*Data excerpts*:

%%

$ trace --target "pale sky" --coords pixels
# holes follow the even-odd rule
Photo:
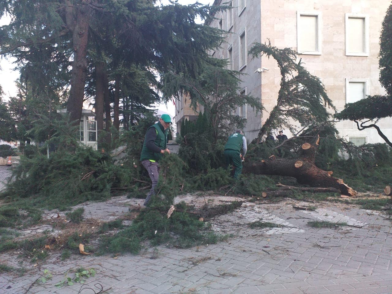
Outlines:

%%
%%

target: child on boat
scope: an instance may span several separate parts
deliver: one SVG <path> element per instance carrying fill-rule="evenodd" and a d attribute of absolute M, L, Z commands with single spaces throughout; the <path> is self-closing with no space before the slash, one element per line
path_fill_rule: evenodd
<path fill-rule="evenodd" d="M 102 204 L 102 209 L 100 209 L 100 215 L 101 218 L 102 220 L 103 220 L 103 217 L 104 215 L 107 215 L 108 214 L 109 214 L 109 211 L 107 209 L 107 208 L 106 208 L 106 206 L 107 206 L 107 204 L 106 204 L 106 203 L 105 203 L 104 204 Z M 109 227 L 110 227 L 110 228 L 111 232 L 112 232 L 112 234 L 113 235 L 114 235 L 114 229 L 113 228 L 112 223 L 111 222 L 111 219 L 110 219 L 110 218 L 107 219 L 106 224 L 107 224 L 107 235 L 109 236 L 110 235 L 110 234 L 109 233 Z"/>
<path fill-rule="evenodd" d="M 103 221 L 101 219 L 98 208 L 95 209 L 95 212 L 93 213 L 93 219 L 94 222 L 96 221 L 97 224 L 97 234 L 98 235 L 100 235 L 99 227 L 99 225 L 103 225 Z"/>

%%

*Stated task*: Extract every line of the material above that contains the string "target". Matching is case-sensitive.

*Output of the exercise*:
$ trace --target "pale sky" --coords pixels
target: child on boat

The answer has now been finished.